**Document section**:
A selection of the films was exposed to moisture for 24 hours to investigate its effects on the films. The relative humidity was maintained at ca. 75% through use of a saturated NaCl solution in the chamber. Crystallization of the films was performed by heating the samples to 160 °C for 24 hours in a sealed autoclave with an internal volume of 35 mL with approximately 0.1 mL of acetic acid added. Some films were submerged in a physiological saline solution (0.9% (w/v) NaCl) in order to investigate their stability in this environment. This is the same solution that was used as the solvent in the antibacterial assay.

Characterization of the films

The thickness and refractive index of each film were measured by spectroscopic ellipsometry (SE). SE data were collected with a J. A. Woollam alpha-SE spectroscopic ellipsometer with a wavelength range of 390–900 nm. These data were modelled to a Cauchy-function using CompleteEASE software in order to determine the thicknesses and refractive indices (at λ = 632.8 nm) for all films. In addition, a VASE spectroscopic ellipsometer with a 270–1000 nm range, also from J. A. Woollam, was used for selected samples to investigate the UV absorption. The absorption coefficients of these films were modelled with a general oscillator model consisting of several Gaussian peaks. Photoluminescence (PL) and photoluminescence excitation (PLE) measurements were performed using a 280 nm diode and/or an Edinburgh Instruments FLS920 fluorescence spectrometer with a 450 W Xe lamp as excitation sources, respectively, and a USB2000+ spectrometer from Ocean Optics. Light-induced degradation of the luminescence was carried out using the 280 nm diode and the same spectrometer. Grazing incidence X-ray diffraction (GIXRD) and X-ray reflectivity (XRR) analyses were performed using a PANalytical Empyrean diffractometer. This diffractometer was equipped with a Cu Kα source powered at 45 kV/40 mA (λ = 1.5406 Å), a parallel beam X-ray mirror and a proportional point detector (PW 3011/20). An incident angle of ω = 0.30° was used for GIXRD, and for XRR analysis 2θ was scanned from 0.08° to 6°. The XRR results were analysed using X'Pert Reflectivity software provided by PANalytical. A HITACHI SU8230 scanning electron microscope (SEM) with a cold cathode field emission type electron gun was used to obtain SEM images of the samples. The working distance was approximately 2 mm, and the acceleration voltage was typically 1 kV with a beam current of 10 μA.

**Exercises to complete**:
A – Copy the passage of the methods text from "A selection of" to "the antibacterial assay." word for word.
B – In the methods text, which software was used to analyze the XRR results?
C – Continue the methods text on the films from the point where it stops.
The records that come next are separate material and have no connection to the methods text.

Natural-language object grounding data:

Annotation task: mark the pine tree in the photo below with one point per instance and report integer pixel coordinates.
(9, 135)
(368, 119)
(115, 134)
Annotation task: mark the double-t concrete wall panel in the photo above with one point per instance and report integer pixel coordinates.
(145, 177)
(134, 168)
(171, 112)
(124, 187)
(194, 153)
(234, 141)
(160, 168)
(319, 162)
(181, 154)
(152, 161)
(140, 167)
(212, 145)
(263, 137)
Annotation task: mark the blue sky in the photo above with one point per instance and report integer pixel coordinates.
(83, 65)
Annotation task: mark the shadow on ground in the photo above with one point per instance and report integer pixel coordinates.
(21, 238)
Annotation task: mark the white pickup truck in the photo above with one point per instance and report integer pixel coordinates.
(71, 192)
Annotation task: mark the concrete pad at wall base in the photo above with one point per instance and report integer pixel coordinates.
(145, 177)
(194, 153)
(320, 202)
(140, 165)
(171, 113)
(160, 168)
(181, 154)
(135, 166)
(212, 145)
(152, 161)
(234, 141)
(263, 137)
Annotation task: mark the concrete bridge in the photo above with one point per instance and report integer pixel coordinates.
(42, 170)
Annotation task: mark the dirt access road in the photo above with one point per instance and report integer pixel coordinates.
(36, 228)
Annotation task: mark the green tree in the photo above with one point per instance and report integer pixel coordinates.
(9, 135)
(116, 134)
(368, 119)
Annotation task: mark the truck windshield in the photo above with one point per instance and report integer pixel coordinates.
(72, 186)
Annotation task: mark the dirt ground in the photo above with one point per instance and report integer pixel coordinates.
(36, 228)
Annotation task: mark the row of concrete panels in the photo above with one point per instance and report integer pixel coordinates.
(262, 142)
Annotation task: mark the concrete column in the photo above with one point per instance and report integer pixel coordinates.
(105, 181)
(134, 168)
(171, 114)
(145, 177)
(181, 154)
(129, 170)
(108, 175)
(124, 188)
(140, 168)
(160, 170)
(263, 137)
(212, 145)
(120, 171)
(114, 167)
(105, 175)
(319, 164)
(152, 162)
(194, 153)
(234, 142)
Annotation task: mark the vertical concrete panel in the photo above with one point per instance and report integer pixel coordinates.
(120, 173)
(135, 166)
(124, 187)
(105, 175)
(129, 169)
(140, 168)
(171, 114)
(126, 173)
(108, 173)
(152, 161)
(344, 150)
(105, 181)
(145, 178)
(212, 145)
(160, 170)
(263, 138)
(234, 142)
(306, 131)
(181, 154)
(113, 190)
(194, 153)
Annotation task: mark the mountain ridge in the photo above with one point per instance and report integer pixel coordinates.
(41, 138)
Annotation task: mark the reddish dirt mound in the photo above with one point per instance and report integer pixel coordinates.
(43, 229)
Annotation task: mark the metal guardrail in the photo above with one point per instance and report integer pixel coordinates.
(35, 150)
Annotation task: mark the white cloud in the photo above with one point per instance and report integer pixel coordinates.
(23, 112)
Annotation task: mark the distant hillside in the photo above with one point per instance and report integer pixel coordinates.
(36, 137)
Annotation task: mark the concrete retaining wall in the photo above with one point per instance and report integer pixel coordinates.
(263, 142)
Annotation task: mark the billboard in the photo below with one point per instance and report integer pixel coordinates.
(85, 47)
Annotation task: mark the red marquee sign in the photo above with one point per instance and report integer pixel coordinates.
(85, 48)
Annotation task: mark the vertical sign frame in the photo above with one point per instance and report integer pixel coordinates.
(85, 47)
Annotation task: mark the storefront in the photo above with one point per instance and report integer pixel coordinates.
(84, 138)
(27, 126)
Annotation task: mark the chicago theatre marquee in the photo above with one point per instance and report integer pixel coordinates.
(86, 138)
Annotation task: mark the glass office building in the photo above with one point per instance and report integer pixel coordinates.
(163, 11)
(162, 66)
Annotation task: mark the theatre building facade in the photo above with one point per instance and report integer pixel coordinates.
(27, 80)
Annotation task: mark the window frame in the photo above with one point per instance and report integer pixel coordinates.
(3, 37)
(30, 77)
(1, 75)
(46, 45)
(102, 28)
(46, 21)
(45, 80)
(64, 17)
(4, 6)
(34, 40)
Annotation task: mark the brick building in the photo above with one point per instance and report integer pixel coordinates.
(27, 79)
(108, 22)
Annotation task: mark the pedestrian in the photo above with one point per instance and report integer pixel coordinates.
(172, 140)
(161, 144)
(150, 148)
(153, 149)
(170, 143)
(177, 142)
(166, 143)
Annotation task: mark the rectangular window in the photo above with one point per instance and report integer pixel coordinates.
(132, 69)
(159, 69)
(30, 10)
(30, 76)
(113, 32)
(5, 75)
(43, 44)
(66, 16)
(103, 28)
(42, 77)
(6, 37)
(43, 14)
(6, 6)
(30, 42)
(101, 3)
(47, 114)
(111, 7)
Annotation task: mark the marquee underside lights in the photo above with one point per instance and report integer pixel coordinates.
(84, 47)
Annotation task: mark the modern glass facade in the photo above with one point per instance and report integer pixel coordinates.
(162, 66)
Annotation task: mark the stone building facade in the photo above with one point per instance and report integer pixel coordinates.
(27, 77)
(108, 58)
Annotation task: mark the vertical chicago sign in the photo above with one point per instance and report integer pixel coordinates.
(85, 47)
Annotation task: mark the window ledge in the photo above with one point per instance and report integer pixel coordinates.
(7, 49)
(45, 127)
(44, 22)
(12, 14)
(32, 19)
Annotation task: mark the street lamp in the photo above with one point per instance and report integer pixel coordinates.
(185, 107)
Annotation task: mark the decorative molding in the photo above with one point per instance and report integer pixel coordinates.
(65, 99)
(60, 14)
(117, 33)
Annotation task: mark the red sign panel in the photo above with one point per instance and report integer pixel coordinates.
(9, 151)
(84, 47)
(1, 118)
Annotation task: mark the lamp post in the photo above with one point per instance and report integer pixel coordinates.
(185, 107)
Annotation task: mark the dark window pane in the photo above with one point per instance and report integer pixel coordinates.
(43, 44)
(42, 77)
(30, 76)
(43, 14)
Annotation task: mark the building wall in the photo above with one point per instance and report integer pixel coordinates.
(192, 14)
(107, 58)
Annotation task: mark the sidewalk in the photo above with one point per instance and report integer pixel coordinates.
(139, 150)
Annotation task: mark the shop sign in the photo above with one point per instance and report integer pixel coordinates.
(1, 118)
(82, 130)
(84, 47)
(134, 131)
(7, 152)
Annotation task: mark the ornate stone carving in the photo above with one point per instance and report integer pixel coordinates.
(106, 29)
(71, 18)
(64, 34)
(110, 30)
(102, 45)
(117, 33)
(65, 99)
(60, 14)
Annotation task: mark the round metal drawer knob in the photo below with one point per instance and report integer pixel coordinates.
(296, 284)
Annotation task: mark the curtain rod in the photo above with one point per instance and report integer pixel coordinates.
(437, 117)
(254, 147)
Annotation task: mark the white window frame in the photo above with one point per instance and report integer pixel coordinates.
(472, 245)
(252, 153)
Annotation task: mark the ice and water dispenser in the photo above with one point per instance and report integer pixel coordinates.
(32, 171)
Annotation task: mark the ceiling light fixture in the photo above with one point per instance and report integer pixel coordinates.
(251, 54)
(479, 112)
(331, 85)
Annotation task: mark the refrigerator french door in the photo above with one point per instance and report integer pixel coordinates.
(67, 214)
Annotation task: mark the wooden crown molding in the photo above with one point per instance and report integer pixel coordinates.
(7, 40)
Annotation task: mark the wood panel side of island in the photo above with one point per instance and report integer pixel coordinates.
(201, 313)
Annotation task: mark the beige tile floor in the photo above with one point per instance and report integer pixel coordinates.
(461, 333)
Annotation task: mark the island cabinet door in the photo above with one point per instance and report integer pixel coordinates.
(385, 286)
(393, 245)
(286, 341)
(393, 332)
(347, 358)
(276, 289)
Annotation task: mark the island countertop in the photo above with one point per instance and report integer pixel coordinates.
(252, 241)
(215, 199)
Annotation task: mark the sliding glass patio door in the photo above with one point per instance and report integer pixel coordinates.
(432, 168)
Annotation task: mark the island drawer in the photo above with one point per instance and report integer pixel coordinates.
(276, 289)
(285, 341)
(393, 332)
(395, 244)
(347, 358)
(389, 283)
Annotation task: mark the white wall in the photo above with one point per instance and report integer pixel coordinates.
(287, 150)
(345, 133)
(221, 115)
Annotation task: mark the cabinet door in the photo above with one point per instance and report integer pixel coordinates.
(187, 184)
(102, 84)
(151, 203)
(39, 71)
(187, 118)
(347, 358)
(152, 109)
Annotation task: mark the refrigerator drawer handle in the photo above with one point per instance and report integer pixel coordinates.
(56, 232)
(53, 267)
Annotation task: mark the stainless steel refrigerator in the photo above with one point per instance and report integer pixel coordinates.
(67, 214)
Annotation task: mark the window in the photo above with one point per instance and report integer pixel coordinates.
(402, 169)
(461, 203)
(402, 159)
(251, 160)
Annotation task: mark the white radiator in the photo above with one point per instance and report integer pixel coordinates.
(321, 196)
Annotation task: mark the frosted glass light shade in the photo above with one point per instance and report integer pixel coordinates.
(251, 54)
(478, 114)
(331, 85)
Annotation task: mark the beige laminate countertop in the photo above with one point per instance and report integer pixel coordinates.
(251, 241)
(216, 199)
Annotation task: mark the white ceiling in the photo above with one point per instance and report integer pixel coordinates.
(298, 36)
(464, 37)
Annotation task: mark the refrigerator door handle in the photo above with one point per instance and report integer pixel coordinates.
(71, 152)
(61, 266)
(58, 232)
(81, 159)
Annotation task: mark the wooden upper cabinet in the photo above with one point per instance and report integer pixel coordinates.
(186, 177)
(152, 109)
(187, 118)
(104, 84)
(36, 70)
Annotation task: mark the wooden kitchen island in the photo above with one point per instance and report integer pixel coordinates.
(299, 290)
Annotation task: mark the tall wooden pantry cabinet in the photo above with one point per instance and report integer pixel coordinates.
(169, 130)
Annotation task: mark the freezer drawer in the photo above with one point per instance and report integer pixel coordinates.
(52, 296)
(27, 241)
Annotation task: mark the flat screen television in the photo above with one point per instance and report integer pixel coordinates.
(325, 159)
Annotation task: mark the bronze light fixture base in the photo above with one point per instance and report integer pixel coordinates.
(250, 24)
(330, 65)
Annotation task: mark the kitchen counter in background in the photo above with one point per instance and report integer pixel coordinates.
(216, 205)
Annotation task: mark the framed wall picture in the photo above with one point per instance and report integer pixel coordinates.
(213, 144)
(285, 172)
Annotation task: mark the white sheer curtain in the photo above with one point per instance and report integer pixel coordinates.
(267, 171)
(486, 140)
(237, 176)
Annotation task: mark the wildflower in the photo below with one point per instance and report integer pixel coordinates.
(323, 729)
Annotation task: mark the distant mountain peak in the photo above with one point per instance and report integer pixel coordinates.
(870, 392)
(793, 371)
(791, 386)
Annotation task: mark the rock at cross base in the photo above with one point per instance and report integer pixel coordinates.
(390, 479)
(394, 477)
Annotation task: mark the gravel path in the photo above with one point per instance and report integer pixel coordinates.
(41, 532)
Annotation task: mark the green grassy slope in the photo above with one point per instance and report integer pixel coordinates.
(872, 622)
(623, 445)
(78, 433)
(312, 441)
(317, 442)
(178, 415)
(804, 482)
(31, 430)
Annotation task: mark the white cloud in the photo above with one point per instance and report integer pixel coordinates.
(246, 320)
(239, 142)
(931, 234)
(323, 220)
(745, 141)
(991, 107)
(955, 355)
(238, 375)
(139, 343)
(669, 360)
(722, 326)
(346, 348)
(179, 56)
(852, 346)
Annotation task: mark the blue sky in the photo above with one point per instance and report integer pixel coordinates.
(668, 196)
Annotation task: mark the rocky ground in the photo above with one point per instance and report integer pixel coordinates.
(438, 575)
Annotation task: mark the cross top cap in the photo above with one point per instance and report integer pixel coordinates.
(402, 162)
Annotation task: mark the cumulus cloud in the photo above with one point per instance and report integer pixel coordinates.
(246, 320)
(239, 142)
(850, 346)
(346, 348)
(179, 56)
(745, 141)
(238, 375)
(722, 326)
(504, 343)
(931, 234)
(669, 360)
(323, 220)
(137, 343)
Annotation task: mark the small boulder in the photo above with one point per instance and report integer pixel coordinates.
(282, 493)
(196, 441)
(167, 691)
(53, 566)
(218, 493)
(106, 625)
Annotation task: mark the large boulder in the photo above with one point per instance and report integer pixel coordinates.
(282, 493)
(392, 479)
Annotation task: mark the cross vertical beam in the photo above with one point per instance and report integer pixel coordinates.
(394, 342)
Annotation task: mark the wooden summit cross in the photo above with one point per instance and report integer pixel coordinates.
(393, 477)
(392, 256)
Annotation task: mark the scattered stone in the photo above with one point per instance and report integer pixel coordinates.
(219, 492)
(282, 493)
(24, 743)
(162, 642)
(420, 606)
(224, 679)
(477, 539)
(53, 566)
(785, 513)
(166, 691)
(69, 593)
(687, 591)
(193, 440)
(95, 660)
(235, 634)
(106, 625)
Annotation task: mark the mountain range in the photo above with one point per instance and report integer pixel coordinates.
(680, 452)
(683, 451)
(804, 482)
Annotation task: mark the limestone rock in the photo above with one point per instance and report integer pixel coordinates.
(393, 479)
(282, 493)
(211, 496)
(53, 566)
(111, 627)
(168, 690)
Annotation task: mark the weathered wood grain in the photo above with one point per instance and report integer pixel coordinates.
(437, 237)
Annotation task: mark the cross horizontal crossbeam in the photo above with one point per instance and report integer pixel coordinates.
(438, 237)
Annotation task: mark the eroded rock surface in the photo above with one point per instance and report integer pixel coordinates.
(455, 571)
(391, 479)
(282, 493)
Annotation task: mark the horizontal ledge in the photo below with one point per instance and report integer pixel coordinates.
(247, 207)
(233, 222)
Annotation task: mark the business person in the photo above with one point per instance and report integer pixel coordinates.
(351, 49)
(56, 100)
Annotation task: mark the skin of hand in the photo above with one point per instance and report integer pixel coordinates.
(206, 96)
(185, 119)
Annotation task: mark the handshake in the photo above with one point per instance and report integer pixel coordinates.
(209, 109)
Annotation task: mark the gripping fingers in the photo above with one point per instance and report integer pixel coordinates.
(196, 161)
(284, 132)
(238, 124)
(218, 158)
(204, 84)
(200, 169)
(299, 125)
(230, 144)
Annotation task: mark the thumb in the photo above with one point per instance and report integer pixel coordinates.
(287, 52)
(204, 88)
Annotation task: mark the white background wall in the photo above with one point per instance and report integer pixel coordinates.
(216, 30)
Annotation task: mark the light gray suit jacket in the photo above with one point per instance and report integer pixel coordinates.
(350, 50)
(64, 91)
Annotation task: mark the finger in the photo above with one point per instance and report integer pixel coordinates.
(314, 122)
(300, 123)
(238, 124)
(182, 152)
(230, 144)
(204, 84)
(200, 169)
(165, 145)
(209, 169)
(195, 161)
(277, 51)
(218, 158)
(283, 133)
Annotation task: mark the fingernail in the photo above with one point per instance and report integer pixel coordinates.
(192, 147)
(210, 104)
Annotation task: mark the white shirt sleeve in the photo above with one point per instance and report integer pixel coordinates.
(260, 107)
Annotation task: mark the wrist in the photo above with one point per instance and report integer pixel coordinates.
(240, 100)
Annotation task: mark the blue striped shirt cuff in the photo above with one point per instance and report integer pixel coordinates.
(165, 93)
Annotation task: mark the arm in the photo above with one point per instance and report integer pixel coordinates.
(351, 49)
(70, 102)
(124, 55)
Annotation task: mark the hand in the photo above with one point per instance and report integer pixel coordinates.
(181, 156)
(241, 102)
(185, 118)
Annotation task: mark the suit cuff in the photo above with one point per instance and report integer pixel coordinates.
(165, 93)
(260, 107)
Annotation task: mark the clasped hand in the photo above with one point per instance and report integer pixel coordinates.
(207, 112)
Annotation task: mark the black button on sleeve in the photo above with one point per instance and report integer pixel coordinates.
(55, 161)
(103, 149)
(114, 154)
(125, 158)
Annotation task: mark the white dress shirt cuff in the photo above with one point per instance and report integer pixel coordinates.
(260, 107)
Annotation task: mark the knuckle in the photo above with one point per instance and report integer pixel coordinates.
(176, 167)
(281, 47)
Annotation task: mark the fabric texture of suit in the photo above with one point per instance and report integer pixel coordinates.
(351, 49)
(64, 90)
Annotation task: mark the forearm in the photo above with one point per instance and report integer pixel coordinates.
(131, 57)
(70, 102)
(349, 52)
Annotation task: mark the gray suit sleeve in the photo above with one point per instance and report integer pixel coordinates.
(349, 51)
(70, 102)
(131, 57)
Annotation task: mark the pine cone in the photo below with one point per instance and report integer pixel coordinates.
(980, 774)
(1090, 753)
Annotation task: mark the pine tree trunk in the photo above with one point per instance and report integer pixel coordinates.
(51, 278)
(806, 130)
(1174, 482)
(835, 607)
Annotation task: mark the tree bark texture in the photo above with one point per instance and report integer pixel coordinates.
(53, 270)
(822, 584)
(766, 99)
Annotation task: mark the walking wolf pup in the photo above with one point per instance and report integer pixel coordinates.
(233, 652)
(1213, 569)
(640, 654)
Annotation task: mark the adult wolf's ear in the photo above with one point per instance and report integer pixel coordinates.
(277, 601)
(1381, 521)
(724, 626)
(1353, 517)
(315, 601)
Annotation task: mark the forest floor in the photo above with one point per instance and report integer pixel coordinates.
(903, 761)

**Your written answers**:
A –
A selection of the films was exposed to moisture for 24 hours to investigate its effects on the films. The relative humidity was maintained at ca. 75% through use of a saturated NaCl solution in the chamber. Crystallization of the films was performed by heating the samples to 160 °C for 24 hours in a sealed autoclave with an internal volume of 35 mL with approximately 0.1 mL of acetic acid added. Some films were submerged in a physiological saline solution (0.9% (w/v) NaCl) in order to investigate their stability in this environment. This is the same solution that was used as the solvent in the antibacterial assay.

B – X'Pert Reflectivity software provided by PANalytical.

C –
Antibacterial properties

Stock cultures of Enterococcus faecalis OGRF1 (ATCC 47077) were stored at −80 °C in Brain Heart Infusion (BHI, Oxoid Ltd, Basingstoke, UK) supplemented with 30% glycerol. For the antibacterial assay, fresh cultures were prepared by growing E. faecalis overnight (ON) for 16 hours at 37 °C and 100% humidity under normal atmospheric conditions supplemented with 5% CO2.

The ON cultures were centrifuged at 5000g for 5 minutes and resuspended in 0.9% (w/v) saline solution (Milli-Q) to an optical density of 1.0 at 600 nm using a spectrophotometer (Thermo Scientific Spectronic 200E spectrometer). The bacterial suspension was then diluted 1[thin space (1/6-em)]:[thin space (1/6-em)]10 in 0.9% (w/v) saline solution to achieve a desired bacterial concentration of approximately 6 × 107 CFU mL−1 (CFU = colony-forming units). Zr–2,6-NDC and Zr–BP-4,4′-DC films deposited on microscope cover glasses (ø = 20 mm, VWR) and uncoated cover glass controls were placed in culture plate wells (12-well, flat bottom, Costar, Corning Inc., Kennebunk, ME, USA). 1 mL of the diluted bacterial suspension was transferred to each well and the samples were incubated for 90 minutes (37 °C, 100% humidity, 5% CO2). Half of the samples were irradiated with UVA light with a spectrum shown by Bergh et al.28 for 30 min with a light dose of 12.2 J cm−2 using a Polylux-PT Dreve light box. The samples were placed back in the incubation cabinet and left for 30 minutes to ensure dark reactions. The samples were removed from the wells and transferred to 50 mL Falcon tubes containing 5 mL glass beads 3 mm in diameter (Merck) and 5 mL of 0.9% (w/v) saline and vortexed for 30 s before serial dilution and plating on BHI agar followed by incubation at 37 °C, 100% humidity, and 5% CO2 ON.


The antibacterial properties of the materials were analysed using One Way Anova followed by Tukey's multiple comparison test. The significance level was set to 0.05.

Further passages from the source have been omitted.